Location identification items
------------

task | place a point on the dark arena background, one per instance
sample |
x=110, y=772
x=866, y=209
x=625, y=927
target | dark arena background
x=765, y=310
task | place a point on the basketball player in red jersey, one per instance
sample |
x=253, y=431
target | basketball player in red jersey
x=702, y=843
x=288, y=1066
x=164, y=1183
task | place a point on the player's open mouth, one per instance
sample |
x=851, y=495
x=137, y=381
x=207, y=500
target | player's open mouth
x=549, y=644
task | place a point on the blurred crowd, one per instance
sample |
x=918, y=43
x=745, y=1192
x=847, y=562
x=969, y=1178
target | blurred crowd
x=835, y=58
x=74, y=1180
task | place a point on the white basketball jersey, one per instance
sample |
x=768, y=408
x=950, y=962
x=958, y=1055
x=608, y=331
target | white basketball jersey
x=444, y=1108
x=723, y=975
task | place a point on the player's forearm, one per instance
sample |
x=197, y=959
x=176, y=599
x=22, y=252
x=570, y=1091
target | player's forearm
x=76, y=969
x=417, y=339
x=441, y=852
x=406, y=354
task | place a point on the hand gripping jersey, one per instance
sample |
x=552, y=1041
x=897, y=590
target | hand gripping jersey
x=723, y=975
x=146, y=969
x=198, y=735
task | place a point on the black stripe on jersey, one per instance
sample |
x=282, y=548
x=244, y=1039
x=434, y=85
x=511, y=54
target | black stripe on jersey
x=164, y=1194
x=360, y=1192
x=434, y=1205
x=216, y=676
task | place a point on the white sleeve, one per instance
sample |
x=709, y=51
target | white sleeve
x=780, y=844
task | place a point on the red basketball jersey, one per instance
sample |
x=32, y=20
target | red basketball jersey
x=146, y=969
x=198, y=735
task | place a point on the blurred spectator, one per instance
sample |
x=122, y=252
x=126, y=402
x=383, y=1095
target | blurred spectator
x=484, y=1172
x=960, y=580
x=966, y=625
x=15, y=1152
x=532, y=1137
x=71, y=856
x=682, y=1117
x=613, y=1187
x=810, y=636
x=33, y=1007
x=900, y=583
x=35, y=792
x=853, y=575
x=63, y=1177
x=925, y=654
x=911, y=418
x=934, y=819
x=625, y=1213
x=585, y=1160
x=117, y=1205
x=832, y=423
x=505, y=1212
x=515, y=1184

------------

**Task directions:**
Reproduce only the stretch of items from the line containing "task | place a point on the player's forearm, one" through the line containing "x=780, y=844", keeping every line, and increase each answer coordinate by 135. Leave the task and sample lines unchanged.

**Exercise answer:**
task | place a point on the player's forearm, one per instance
sample |
x=197, y=959
x=176, y=599
x=22, y=252
x=570, y=1091
target | player's forearm
x=211, y=1104
x=552, y=474
x=576, y=987
x=541, y=489
task | place a point on the hand gripping jersey, one per instance
sample |
x=552, y=1041
x=897, y=590
target | hand gripping jersey
x=858, y=1110
x=281, y=1104
x=333, y=870
task | place a point on the black stripe on jersey, one per instance
sample |
x=282, y=548
x=244, y=1039
x=434, y=85
x=511, y=54
target | black stripe on jersey
x=299, y=1329
x=495, y=1327
x=569, y=1340
x=351, y=811
task | place a point on the white sleeve, one per instance
sample |
x=709, y=51
target | white sleeve
x=915, y=979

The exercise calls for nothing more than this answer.